» **任務說明 1**: 閱讀文本中的整體JSON文件格式包含哪些頂層字段?請全部列出。
» **任務說明 2**:
請根據閱讀文本回答:
(a) 2017年categories數組元素的數量是多少?
(b) iscrowd=1時,segmentation使用什麼格式?
(c) COCO類主要定義了幾個方法?

» **閱讀文本**:

COCO API-COCO模塊在det中的應用

COCO的 全稱是Common Objects in COntext,是微軟團隊提供的一個可以用來進行圖像識別的數據集。MS COCO數據集中的圖像分爲訓練、驗證和測試集。COCO通過在Flickr上搜索80個對象類別和各種場景類型來收集圖像,其使用了亞馬遜的Mechanical Turk(AMT)。

我只討論det中COCO的使用啦,在det中使用的是COCO的 Objce Instance類型標註格式。

1.整體JSON文件格式:

{
    "info": info,
    "licenses": [license],
    "images": [image],
    "annotations": [annotation],
    "categories": [category]
}

images數組元素的數量等同於劃入訓練集(或者測試集)的圖片的數量;

annotations數組元素的數量等同於訓練集(或者測試集)中bounding box的數量;

categories數組元素的數量爲80(2017年);

2.重點關注annotations字段

annotations字段是包含多個annotation實例的一個數組,annotation類型本身又包含了一系列的字段,如這個目標的category id和segmentation mask。segmentation格式取決於這個實例是一個單個的對象(即iscrowd=0,將使用polygons格式)還是一組對象(即iscrowd=1,將使用RLE格式)。如下所示:

annotation{
    "id": int,    
    "image_id": int,
    "category_id": int,
    "segmentation": RLE or [polygon],
    "area": float,
    "bbox": [x,y,width,height],
    "iscrowd": 0 or 1,
}

注意,單個的對象(iscrowd=0)可能需要多個polygon來表示,比如這個對象在圖像中被擋住了。而iscrowd=1時(將標註一組對象,比如一羣人)的segmentation使用的就是RLE格式。

注意啊,只要是iscrowd=0那麼segmentation就是polygon格式;只要iscrowd=1那麼segmentation就是RLE格式。另外,每個對象(不管是iscrowd=0還是iscrowd=1)都會有一個矩形框bbox ,矩形框左上角的座標和矩形框的長寬會以數組的形式提供,數組第一個元素就是左上角的橫座標值。

3.COCO API中的COCO類

# The following API functions are defined:
#  COCO       - COCO api class that loads COCO annotation file and prepare data structures.
#  getAnnIds  - Get ann ids that satisfy given filter conditions.
#  getCatIds  - Get cat ids that satisfy given filter conditions.
#  getImgIds  - Get img ids that satisfy given filter conditions.
#  loadAnns   - Load anns with the specified ids.
#  loadCats   - Load cats with the specified ids.
#  loadImgs   - Load imgs with the specified ids.
#  annToMask  - Convert segmentation in an annotation to binary mask.
#  showAnns   - Display the specified annotations.
#  loadRes    - Load algorithm results and create API for accessing them.
#  download   - Download COCO images from mscoco.org server.
# Throughout the API "ann"=annotation, "cat"=category, and "img"=image.
# Help on each functions can be accessed by: "help COCO>function".

COCO類主要定義了10個方法,對應源碼爲coco.py 我只挑在det中會用到的方法進行介紹了

init方法:

這個方法最主要的是實現了圖片與annotations的對應,類別與圖片的對應。

一張圖片可以有多個標註,以圖片id爲索引,可以對應到這個圖片的所有annotations信息(list形式)。

一個類別可以有多個對應的圖片,以類別id爲索引,可以對應到這個類別所有圖片(list形式)。

其餘的就是建立圖片、類別、註釋索引了。dataset將會load所有的annotation進去。

def __init__(self, annotation_file=None):
        """
        Constructor of Microsoft COCO helper class for reading and visualizing annotations.
        :param annotation_file (str): location of annotation file
        :param image_folder (str): location to the folder that hosts images.

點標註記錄
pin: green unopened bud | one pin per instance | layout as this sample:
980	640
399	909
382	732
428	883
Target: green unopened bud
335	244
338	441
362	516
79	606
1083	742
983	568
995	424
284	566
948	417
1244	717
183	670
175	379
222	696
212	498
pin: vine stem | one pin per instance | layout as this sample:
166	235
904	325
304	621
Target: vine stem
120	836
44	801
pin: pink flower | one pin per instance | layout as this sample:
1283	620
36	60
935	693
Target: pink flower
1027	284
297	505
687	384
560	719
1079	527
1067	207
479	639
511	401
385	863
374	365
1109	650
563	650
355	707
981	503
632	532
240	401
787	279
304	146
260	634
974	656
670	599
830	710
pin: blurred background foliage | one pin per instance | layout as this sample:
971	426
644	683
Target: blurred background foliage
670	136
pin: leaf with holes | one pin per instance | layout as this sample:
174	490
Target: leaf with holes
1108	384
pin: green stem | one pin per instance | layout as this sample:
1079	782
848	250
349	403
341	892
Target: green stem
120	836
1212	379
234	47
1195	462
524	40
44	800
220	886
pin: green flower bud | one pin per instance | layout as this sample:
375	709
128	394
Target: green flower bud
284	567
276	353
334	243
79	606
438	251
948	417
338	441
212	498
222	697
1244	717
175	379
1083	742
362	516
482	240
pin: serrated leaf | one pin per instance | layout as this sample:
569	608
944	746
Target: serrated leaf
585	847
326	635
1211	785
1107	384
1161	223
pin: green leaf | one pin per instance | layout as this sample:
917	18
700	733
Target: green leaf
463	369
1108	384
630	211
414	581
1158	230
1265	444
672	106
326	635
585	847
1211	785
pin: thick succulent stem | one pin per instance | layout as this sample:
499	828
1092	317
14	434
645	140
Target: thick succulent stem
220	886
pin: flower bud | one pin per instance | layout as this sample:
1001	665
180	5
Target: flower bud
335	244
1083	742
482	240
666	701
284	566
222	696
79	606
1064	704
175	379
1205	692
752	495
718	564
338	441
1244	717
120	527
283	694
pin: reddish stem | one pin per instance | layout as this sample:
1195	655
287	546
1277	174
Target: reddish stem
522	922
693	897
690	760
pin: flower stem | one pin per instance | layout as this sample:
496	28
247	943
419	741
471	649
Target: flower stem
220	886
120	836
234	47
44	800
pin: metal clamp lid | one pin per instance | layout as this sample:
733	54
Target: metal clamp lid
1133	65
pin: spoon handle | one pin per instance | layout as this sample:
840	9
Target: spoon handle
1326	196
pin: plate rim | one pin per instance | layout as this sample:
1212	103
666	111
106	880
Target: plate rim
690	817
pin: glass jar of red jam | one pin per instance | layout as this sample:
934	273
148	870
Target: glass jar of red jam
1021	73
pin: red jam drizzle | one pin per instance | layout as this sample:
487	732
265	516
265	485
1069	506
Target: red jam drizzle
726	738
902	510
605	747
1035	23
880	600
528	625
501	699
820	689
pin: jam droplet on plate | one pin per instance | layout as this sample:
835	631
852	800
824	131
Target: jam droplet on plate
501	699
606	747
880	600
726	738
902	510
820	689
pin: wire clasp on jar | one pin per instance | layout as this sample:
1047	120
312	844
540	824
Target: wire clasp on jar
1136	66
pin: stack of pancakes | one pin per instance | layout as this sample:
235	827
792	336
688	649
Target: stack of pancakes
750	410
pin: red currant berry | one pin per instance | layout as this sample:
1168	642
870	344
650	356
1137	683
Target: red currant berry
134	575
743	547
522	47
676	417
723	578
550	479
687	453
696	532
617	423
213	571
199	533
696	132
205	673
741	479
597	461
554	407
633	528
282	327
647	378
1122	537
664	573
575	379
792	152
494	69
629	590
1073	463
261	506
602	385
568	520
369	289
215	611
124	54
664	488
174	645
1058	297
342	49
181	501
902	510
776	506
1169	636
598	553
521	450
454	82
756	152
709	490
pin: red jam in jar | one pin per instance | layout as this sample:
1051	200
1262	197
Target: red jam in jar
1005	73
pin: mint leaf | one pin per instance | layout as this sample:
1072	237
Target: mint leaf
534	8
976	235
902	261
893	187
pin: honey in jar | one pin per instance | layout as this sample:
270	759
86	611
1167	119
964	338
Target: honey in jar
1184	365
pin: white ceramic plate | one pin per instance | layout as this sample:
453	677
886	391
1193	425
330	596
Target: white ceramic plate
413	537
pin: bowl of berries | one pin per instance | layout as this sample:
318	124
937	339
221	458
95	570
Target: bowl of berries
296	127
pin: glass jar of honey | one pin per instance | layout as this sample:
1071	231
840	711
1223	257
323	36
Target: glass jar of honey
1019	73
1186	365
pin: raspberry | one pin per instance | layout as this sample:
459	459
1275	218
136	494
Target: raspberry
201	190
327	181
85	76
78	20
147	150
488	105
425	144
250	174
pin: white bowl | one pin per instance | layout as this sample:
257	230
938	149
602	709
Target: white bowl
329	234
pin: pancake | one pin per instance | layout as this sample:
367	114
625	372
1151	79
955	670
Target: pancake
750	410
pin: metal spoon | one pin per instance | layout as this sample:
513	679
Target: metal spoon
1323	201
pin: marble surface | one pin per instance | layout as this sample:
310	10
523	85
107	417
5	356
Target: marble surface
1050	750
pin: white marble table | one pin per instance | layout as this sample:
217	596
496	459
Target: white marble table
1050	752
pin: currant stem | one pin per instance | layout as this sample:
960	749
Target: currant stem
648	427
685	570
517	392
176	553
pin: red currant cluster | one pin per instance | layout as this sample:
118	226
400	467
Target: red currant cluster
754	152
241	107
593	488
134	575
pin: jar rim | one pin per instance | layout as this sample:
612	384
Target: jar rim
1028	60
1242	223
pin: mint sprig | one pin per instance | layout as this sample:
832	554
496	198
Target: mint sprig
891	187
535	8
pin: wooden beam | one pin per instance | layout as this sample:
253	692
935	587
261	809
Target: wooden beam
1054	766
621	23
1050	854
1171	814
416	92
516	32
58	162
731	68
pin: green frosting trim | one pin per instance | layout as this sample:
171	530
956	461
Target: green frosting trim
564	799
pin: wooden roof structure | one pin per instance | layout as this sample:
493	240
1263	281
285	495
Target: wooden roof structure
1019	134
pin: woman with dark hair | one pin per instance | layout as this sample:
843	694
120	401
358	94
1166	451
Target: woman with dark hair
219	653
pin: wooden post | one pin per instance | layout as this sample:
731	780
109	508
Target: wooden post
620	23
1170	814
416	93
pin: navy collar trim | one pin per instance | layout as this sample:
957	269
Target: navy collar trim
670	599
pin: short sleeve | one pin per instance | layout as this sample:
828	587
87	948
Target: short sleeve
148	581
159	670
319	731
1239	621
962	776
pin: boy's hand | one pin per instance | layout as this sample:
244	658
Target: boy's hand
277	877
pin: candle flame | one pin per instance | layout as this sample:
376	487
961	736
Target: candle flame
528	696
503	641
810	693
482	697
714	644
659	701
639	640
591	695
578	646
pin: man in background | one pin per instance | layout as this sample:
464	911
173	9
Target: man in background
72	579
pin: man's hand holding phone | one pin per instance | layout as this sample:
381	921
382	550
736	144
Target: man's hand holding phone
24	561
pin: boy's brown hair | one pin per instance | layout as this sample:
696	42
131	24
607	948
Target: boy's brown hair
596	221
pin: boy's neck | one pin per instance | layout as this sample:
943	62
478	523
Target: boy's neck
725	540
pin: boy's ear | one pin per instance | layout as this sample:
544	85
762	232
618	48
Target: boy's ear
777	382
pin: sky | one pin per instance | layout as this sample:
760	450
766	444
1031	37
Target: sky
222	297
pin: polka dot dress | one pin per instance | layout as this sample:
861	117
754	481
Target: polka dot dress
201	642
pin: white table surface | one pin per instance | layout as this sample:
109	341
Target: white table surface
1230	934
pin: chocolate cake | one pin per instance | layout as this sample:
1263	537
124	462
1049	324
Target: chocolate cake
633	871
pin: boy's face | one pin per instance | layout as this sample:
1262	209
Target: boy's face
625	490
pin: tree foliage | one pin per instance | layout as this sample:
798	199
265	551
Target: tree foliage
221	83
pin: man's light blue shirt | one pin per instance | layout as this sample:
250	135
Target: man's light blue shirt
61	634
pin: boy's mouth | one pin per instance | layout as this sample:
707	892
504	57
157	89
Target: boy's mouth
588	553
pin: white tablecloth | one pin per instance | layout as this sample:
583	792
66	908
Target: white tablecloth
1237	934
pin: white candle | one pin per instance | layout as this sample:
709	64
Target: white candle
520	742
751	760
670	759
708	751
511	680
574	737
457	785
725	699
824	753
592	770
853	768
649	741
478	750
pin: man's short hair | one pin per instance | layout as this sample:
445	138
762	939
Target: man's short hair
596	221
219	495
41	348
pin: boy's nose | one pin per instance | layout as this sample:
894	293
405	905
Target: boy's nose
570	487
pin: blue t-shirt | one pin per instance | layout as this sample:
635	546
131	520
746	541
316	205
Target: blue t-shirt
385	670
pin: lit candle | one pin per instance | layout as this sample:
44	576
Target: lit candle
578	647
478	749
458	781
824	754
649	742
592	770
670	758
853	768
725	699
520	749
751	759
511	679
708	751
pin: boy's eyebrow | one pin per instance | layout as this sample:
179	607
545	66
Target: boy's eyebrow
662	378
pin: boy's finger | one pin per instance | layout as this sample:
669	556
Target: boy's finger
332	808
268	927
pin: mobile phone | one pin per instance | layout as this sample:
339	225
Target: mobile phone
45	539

» **參考答案 1**: info、licenses、images、annotations、categories

» **參考答案 2**:
(a) 80
(b) RLE格式
(c) 10個